GIVEN PASSAGE
══════════

No money to respond to summons: Vyapam scam accused's father

Vyapam scam: Father of dead accused says he can’t go to Bhopal for the investigation because he can't afford it again.

bhopal Updated: Jul 05, 2015 00:08 IST
Ashutosh Shukla
Ashutosh Shukla
Hindustan Times
Congress-activists-held-a-candlelight-vigil-for-those-scam-accused-who-died-during-the-investigations-PTI-Photo( )

Six months after his son Devendra Nagar, 22, died in a road accident in 2013, Special Task Force (STF) personnel arrived at his village Birkhadi — some 450kms from Bhopal — to inform Asharam, 70, that his son was an accused in the Professional Examination Board (PEB) scam and was charged with fraud and criminal conspiracy.

Sitting in his neighbour’s courtyard, Asharam recounts: “I wondered what case could there be against my son since he was dead. They (the STF personnel) asked for his death certificate and after handing over a copy of that, I thought the matter was over. But it was just the beginning.”

Having received a notice from STF headquaters in Bhopal for mandatory presence before STF officials on June 29 with a warning of punitive action if he skipped the date, Asharam rushed to Bhopal. He had taken his son’s mobile phone along, which the STF had been asking for.

“I gave them the phone but there was no SIM card. They asked for the SIM card and when I told them I didn’t have it, one of the officials said you could be called again… For them, I may be the father of a racketeer, but I don’t have the money to feed his two sons and widow who stay with us. They call me to Bhopal, but don’t pay for the ticket or food or stay. I can’t afford to go to Bhopal again.”

He added: “I told the officer next time, I will come only after they send me money.”

Still refusing to believe that his son had any links with the scam, Asharam asks, “Can you believe a 12th pass student from agriculture stream could be part of a massive scam? He used to go to Bhind every day as part of his job as a medical representative with a small pharma company. Would somebody making a lot of money through a racket still go to work for a salary of Rs 3,000?”

Devendra’s elder brother, who is an industrial worker, said, “He was somehow feeding his wife and children, and they are accusing him of being part of the job scam.”

══════════

DATA RECORDS
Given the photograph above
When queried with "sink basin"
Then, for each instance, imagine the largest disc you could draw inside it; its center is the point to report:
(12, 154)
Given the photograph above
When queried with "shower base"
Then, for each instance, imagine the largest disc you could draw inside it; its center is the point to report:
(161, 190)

══════════

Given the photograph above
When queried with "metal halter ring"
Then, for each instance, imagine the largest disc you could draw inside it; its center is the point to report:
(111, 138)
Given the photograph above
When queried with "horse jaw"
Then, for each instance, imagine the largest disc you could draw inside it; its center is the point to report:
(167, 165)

══════════

WHAT TO DO
A – According to the article about the Vyapam scam accused's father, how far is the village of Birkhadi from Bhopal?
B – From the article about the Vyapam scam accused's father, list every item the STF asked Asharam to hand over.

ANSWERS TO THE PROBLEMS
A – Some 450 km.

B – His son's death certificate, his son's mobile phone, and the SIM card.